--- Data for this task ---
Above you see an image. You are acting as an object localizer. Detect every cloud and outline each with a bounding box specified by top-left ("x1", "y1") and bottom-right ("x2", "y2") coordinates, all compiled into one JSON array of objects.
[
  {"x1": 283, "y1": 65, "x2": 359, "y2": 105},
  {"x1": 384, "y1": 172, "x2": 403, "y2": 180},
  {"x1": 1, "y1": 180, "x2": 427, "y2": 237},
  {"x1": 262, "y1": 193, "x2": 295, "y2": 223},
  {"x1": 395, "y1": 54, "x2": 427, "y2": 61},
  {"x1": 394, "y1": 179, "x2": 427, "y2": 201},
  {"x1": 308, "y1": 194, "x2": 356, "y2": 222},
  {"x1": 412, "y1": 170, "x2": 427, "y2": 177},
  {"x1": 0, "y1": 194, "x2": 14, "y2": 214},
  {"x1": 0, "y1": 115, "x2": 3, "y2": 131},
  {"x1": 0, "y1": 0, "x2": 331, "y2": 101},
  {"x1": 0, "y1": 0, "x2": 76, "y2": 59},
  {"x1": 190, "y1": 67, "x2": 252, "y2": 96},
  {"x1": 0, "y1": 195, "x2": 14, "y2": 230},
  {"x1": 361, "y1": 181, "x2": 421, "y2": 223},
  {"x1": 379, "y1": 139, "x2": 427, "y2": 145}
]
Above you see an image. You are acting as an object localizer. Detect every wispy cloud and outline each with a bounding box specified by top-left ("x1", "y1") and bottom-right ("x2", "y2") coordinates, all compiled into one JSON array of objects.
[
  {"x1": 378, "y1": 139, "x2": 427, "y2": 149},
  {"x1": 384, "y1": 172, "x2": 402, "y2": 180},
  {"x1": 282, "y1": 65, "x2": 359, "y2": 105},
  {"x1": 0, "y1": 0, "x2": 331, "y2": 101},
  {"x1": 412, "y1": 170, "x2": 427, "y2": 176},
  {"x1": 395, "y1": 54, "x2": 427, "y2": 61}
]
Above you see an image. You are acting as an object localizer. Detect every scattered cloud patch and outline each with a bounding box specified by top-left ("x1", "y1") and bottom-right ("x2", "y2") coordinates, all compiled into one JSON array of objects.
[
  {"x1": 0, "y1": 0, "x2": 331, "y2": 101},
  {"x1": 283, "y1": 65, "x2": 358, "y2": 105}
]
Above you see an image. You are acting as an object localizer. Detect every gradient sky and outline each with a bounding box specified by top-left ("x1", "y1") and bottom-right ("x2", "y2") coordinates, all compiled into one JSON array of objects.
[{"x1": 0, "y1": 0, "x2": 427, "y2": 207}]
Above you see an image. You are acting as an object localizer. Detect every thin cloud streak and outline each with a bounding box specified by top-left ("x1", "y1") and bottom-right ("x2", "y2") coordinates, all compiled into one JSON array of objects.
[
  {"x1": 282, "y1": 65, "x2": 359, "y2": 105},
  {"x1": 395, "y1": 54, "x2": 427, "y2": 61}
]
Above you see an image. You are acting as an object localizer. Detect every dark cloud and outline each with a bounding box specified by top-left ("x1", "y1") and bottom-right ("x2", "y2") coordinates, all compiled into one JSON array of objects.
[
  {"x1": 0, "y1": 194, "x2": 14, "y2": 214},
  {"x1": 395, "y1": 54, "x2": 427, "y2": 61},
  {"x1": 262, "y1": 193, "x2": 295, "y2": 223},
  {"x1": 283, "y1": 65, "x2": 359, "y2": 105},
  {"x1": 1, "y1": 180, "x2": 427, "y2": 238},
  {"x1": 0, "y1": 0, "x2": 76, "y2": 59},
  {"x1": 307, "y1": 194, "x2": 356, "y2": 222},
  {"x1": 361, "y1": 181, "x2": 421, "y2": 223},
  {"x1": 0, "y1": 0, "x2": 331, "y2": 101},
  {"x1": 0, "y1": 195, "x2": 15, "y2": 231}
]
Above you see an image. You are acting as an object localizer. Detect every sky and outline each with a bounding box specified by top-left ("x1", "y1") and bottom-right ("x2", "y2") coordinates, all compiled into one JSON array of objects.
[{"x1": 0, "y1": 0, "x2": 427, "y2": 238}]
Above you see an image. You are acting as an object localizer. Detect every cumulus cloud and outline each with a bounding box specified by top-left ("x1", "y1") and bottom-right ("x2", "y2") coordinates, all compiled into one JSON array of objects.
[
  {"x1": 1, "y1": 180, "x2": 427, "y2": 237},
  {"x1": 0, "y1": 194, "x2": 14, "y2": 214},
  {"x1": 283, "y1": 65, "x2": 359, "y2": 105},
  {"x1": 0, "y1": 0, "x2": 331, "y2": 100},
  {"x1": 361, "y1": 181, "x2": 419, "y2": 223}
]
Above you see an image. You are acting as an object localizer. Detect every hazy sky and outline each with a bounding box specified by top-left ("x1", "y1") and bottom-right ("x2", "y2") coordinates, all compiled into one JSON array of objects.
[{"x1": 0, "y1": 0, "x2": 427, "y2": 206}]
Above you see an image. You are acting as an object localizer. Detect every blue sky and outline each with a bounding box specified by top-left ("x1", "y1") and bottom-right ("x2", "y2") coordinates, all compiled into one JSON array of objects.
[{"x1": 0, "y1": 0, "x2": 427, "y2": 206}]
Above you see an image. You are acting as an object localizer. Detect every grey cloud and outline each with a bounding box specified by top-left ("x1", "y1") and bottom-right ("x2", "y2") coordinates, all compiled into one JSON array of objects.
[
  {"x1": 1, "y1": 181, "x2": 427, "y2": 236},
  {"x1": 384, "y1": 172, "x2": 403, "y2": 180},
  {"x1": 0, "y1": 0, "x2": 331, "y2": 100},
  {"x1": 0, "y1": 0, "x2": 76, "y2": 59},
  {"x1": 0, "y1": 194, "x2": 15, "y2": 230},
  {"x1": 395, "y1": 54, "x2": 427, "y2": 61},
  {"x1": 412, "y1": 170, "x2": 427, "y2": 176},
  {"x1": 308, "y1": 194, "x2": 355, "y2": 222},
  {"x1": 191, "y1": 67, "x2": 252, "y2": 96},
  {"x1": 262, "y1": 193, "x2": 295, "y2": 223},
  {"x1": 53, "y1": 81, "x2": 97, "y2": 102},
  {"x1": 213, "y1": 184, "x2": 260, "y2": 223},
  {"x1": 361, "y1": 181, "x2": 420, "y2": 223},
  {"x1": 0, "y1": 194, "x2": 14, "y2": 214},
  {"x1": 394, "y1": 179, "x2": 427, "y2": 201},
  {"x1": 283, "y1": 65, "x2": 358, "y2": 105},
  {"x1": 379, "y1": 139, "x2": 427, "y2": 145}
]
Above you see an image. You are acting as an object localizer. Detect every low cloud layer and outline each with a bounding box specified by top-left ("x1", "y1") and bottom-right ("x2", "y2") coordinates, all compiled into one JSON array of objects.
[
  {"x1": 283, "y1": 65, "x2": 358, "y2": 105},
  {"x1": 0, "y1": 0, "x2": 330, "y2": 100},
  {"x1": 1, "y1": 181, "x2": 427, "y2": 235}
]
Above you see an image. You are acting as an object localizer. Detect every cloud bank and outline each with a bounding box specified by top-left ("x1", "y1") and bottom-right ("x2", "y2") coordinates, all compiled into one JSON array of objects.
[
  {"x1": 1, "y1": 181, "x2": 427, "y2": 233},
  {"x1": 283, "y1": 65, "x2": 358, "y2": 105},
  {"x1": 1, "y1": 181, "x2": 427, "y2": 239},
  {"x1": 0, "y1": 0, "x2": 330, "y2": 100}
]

--- Required action ---
The full listing must come back exactly as given.

--- Result of this exercise ---
Above you see an image. You are acting as an object localizer. Detect every cloud and outline each with a bounding box specified by top-left ("x1", "y1") and bottom-right ("x2", "y2") coordinates, all compiled into one JSON array of objects.
[
  {"x1": 283, "y1": 65, "x2": 359, "y2": 105},
  {"x1": 384, "y1": 172, "x2": 403, "y2": 180},
  {"x1": 1, "y1": 180, "x2": 427, "y2": 237},
  {"x1": 262, "y1": 193, "x2": 295, "y2": 223},
  {"x1": 395, "y1": 54, "x2": 427, "y2": 61},
  {"x1": 394, "y1": 179, "x2": 427, "y2": 201},
  {"x1": 308, "y1": 194, "x2": 356, "y2": 222},
  {"x1": 412, "y1": 170, "x2": 427, "y2": 177},
  {"x1": 0, "y1": 194, "x2": 14, "y2": 214},
  {"x1": 0, "y1": 115, "x2": 3, "y2": 131},
  {"x1": 0, "y1": 0, "x2": 331, "y2": 101},
  {"x1": 0, "y1": 0, "x2": 76, "y2": 59},
  {"x1": 190, "y1": 67, "x2": 252, "y2": 96},
  {"x1": 0, "y1": 195, "x2": 14, "y2": 230},
  {"x1": 361, "y1": 181, "x2": 421, "y2": 223},
  {"x1": 379, "y1": 139, "x2": 427, "y2": 145}
]
Above you see an image. You are acting as an object localizer. Detect every wispy cloud and outline each with a bounding box specified by top-left ("x1", "y1") and bottom-right ("x2", "y2") coordinates, all compiled into one JSON array of objects.
[
  {"x1": 378, "y1": 139, "x2": 427, "y2": 149},
  {"x1": 384, "y1": 172, "x2": 402, "y2": 180},
  {"x1": 282, "y1": 65, "x2": 359, "y2": 105},
  {"x1": 0, "y1": 0, "x2": 331, "y2": 101},
  {"x1": 412, "y1": 170, "x2": 427, "y2": 176},
  {"x1": 395, "y1": 54, "x2": 427, "y2": 61}
]
Above you see an image. You are acting as an object localizer. Detect every scattered cloud patch and outline each with a bounding box specified by top-left ("x1", "y1") and bottom-right ("x2", "y2") coordinates, all compiled into one JSON array of objects.
[
  {"x1": 0, "y1": 0, "x2": 331, "y2": 101},
  {"x1": 283, "y1": 65, "x2": 358, "y2": 105}
]
Above you see an image. You are acting as an object localizer. Detect every gradient sky and outline each with a bounding box specified by top-left ("x1", "y1") and bottom-right ("x2", "y2") coordinates, all compiled into one JSON array of objects.
[{"x1": 0, "y1": 0, "x2": 427, "y2": 207}]
Above you see an image. You are acting as an object localizer. Detect every thin cloud streak and outline each with a bounding box specified by top-left ("x1", "y1") and bottom-right ("x2", "y2") coordinates, all compiled into one JSON array of objects.
[
  {"x1": 282, "y1": 65, "x2": 359, "y2": 105},
  {"x1": 395, "y1": 54, "x2": 427, "y2": 61}
]
Above you see an image. You are acting as an object localizer. Detect every dark cloud and outline each with a bounding box specified by top-left ("x1", "y1") and bottom-right ("x2", "y2") coordinates, all compiled into one JSON array of objects.
[
  {"x1": 0, "y1": 194, "x2": 14, "y2": 214},
  {"x1": 395, "y1": 54, "x2": 427, "y2": 61},
  {"x1": 262, "y1": 193, "x2": 295, "y2": 223},
  {"x1": 283, "y1": 65, "x2": 359, "y2": 105},
  {"x1": 1, "y1": 180, "x2": 427, "y2": 238},
  {"x1": 0, "y1": 0, "x2": 76, "y2": 59},
  {"x1": 307, "y1": 194, "x2": 356, "y2": 222},
  {"x1": 361, "y1": 181, "x2": 421, "y2": 223},
  {"x1": 0, "y1": 0, "x2": 331, "y2": 101},
  {"x1": 0, "y1": 195, "x2": 15, "y2": 231}
]
Above you see an image. You are acting as an object localizer. Detect every sky and outline each with a bounding box specified by top-left ("x1", "y1") and bottom-right ("x2", "y2") coordinates, all compiled into one JSON array of objects.
[{"x1": 0, "y1": 0, "x2": 427, "y2": 238}]
Above you see an image. You are acting as an object localizer. Detect every cumulus cloud and outline each with a bounding box specified by top-left ("x1", "y1") and bottom-right ("x2", "y2") coordinates, all compiled into one JSON array of objects.
[
  {"x1": 1, "y1": 180, "x2": 427, "y2": 237},
  {"x1": 0, "y1": 194, "x2": 14, "y2": 214},
  {"x1": 283, "y1": 65, "x2": 359, "y2": 105},
  {"x1": 0, "y1": 0, "x2": 331, "y2": 100},
  {"x1": 361, "y1": 181, "x2": 419, "y2": 223}
]
Above you see an image. You are acting as an object localizer. Detect every hazy sky and outline each with a bounding box specified by top-left ("x1", "y1") and bottom-right ("x2", "y2") coordinates, all compiled into one JSON array of objects.
[{"x1": 0, "y1": 0, "x2": 427, "y2": 206}]
Above you see an image. You are acting as an object localizer. Detect every blue sky and outline each with a bounding box specified by top-left ("x1", "y1") and bottom-right ("x2", "y2") coordinates, all compiled into one JSON array of objects.
[{"x1": 0, "y1": 0, "x2": 427, "y2": 206}]
Above you see an image. You are acting as an object localizer. Detect every grey cloud and outline each with a bounding box specified by top-left ("x1", "y1") and bottom-right ("x2", "y2") coordinates, all compiled into one JSON array of objects.
[
  {"x1": 1, "y1": 181, "x2": 427, "y2": 236},
  {"x1": 384, "y1": 172, "x2": 403, "y2": 180},
  {"x1": 0, "y1": 0, "x2": 331, "y2": 100},
  {"x1": 0, "y1": 0, "x2": 76, "y2": 59},
  {"x1": 0, "y1": 194, "x2": 15, "y2": 230},
  {"x1": 395, "y1": 54, "x2": 427, "y2": 61},
  {"x1": 412, "y1": 170, "x2": 427, "y2": 176},
  {"x1": 308, "y1": 194, "x2": 355, "y2": 222},
  {"x1": 191, "y1": 67, "x2": 252, "y2": 96},
  {"x1": 262, "y1": 193, "x2": 295, "y2": 223},
  {"x1": 53, "y1": 81, "x2": 97, "y2": 102},
  {"x1": 213, "y1": 184, "x2": 260, "y2": 223},
  {"x1": 361, "y1": 181, "x2": 420, "y2": 223},
  {"x1": 0, "y1": 194, "x2": 14, "y2": 214},
  {"x1": 394, "y1": 179, "x2": 427, "y2": 201},
  {"x1": 283, "y1": 65, "x2": 358, "y2": 105},
  {"x1": 379, "y1": 139, "x2": 427, "y2": 145}
]
Above you see an image. You are acting as an object localizer. Detect every low cloud layer and outline each with a bounding box specified by top-left ("x1", "y1") and bottom-right ("x2", "y2") coordinates, all compiled into one JSON array of objects.
[
  {"x1": 283, "y1": 65, "x2": 358, "y2": 105},
  {"x1": 0, "y1": 0, "x2": 330, "y2": 100},
  {"x1": 1, "y1": 181, "x2": 427, "y2": 235}
]
Above you see an image. You are acting as an object localizer. Detect every cloud bank and outline each with a bounding box specified by top-left ("x1", "y1") and bottom-right ("x2", "y2") coordinates, all compiled into one JSON array of objects.
[
  {"x1": 1, "y1": 181, "x2": 427, "y2": 233},
  {"x1": 283, "y1": 65, "x2": 358, "y2": 105},
  {"x1": 1, "y1": 181, "x2": 427, "y2": 239},
  {"x1": 0, "y1": 0, "x2": 330, "y2": 100}
]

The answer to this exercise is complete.